Stored data:
[Start of section]

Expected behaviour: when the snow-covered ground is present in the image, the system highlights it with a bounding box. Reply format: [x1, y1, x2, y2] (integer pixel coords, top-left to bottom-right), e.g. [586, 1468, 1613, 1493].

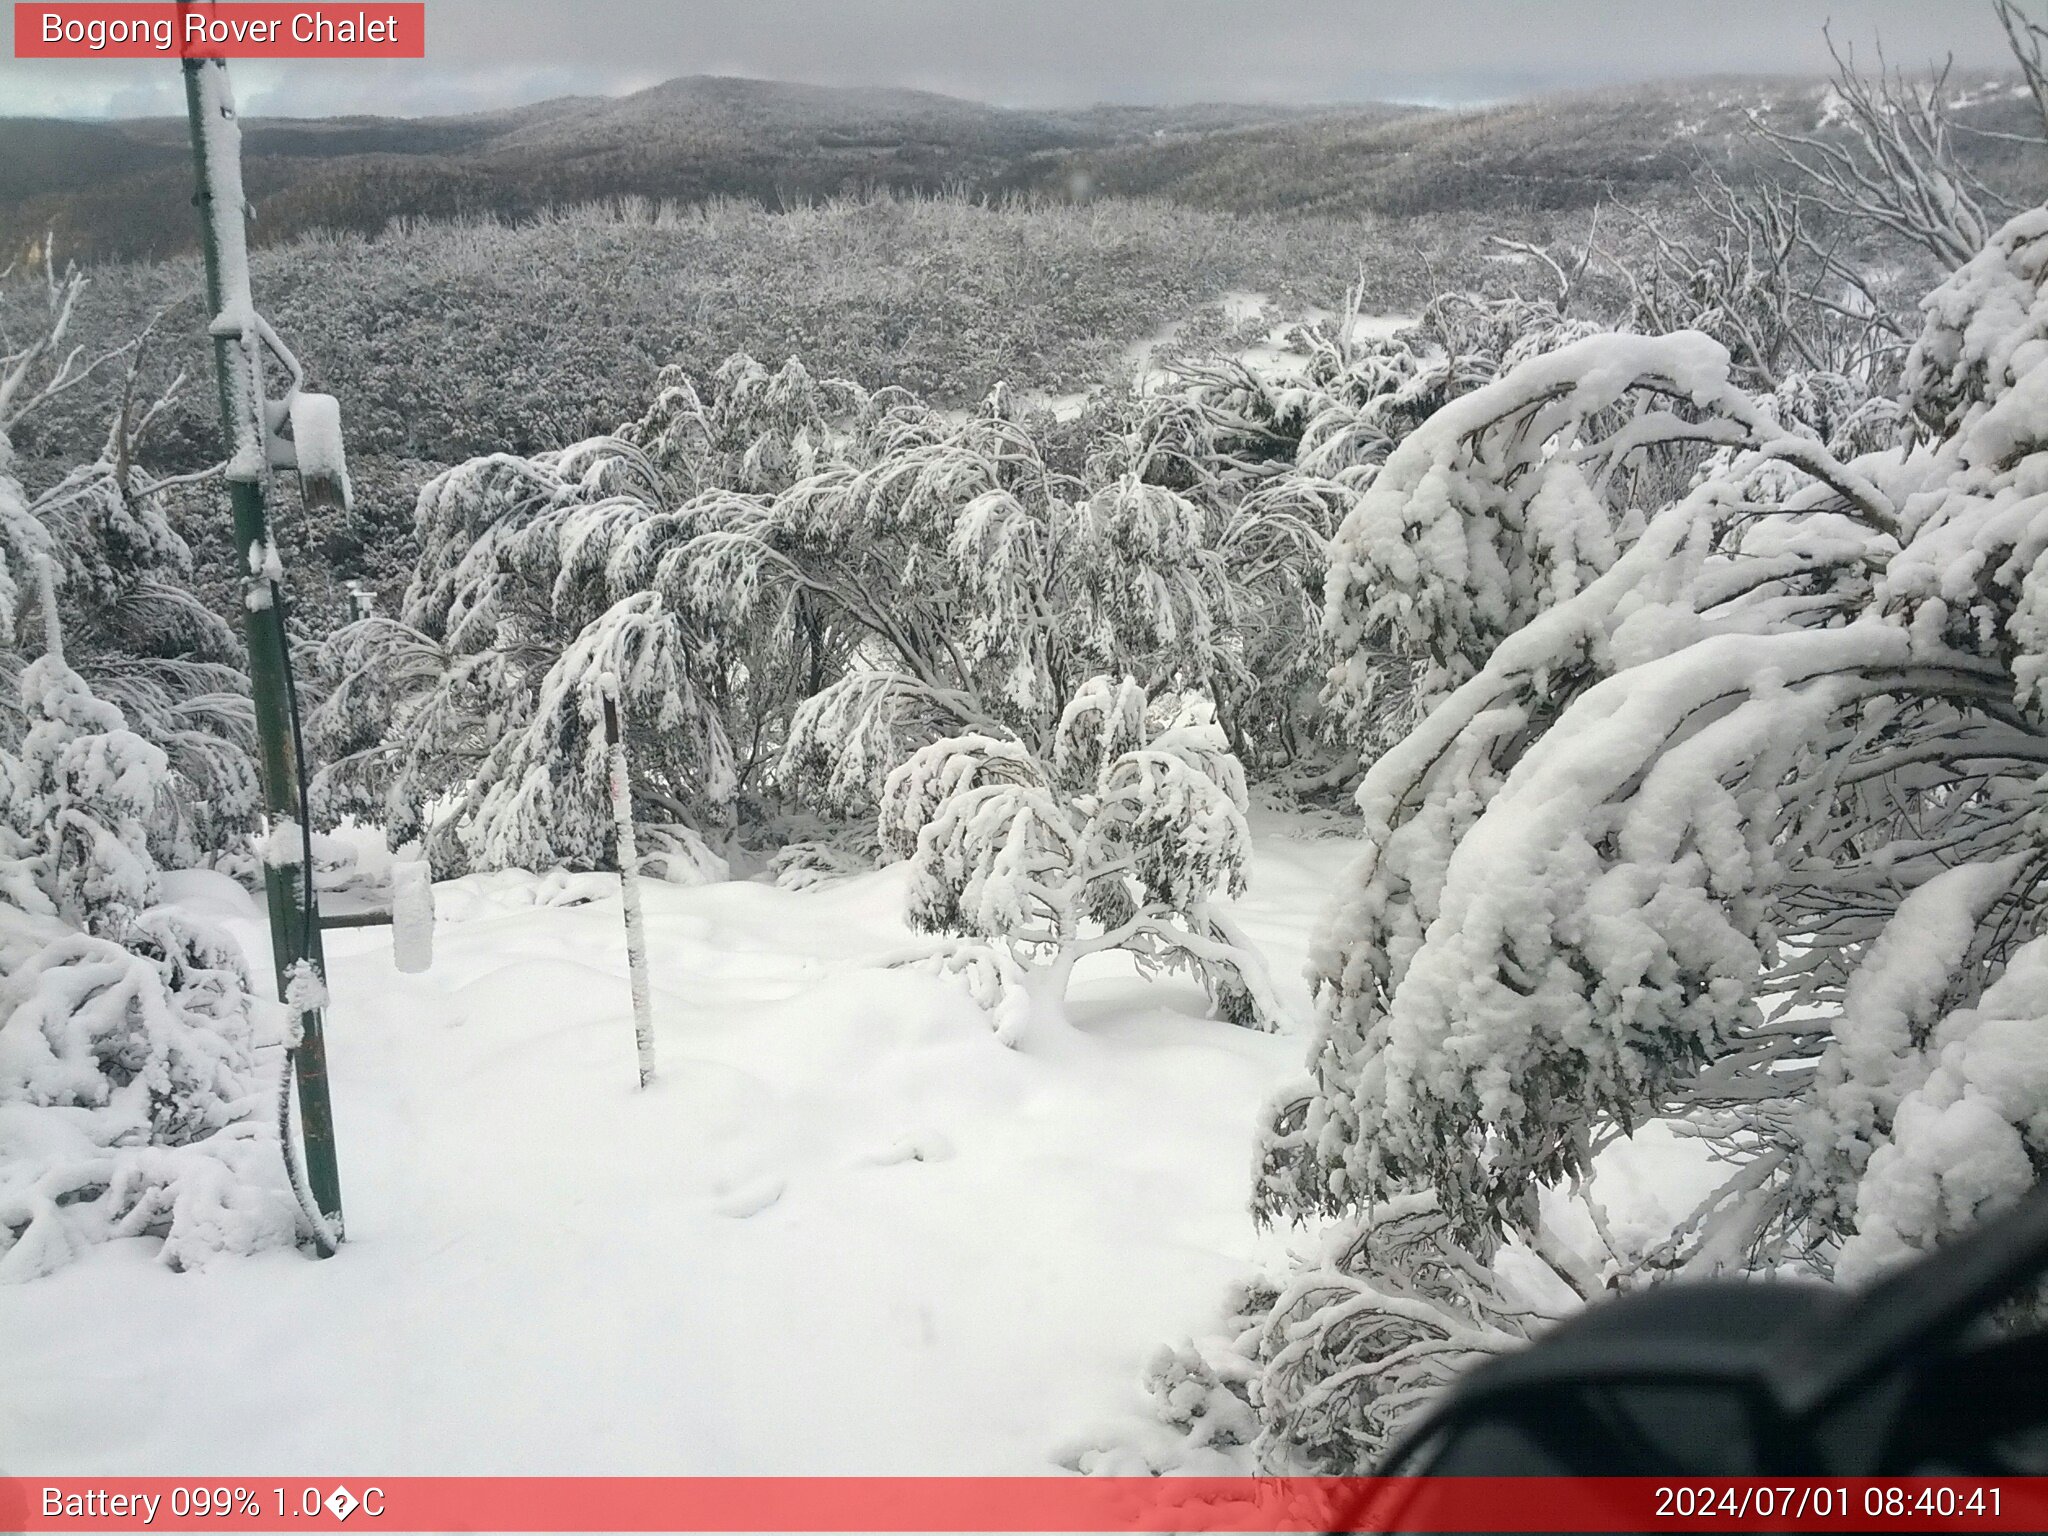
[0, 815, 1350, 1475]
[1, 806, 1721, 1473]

[End of section]
[Start of section]

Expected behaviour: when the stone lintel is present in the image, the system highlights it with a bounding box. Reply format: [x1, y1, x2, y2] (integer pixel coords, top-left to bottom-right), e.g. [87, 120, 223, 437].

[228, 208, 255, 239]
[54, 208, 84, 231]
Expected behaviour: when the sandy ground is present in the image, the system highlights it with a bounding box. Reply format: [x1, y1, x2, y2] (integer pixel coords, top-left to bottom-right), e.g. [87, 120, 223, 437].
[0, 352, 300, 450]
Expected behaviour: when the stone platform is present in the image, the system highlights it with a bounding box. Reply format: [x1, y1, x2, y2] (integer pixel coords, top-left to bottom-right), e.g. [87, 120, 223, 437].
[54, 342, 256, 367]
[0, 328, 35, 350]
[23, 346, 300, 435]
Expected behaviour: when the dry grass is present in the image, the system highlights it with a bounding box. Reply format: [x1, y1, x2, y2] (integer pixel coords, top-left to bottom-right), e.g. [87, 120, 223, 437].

[End of section]

Your assignment: Copy exactly the stretch of data above from the line with "Expected behaviour: when the sandy" through the line with "Expected behaviour: when the dry", and omit all other lines.

Task answer:
Expected behaviour: when the sandy ground is present in the image, the system highlights it with a bounding box. Reply format: [x1, y1, x2, y2] (integer pixel coords, top-left to bottom-right), e.g. [87, 120, 223, 437].
[0, 352, 300, 450]
Expected behaviour: when the stone platform is present in the image, the system highlights it with a bounding box. Reply format: [x1, y1, x2, y2] (integer pixel coords, top-left to bottom-right), e.g. [87, 120, 223, 437].
[54, 342, 256, 367]
[0, 328, 35, 350]
[23, 346, 300, 435]
Expected behaviour: when the dry grass is present in the image, the system highlights it with a bounding box. Reply format: [x1, y1, x2, y2] (integer pixel coords, top-left to bottom-right), e.g. [87, 120, 223, 437].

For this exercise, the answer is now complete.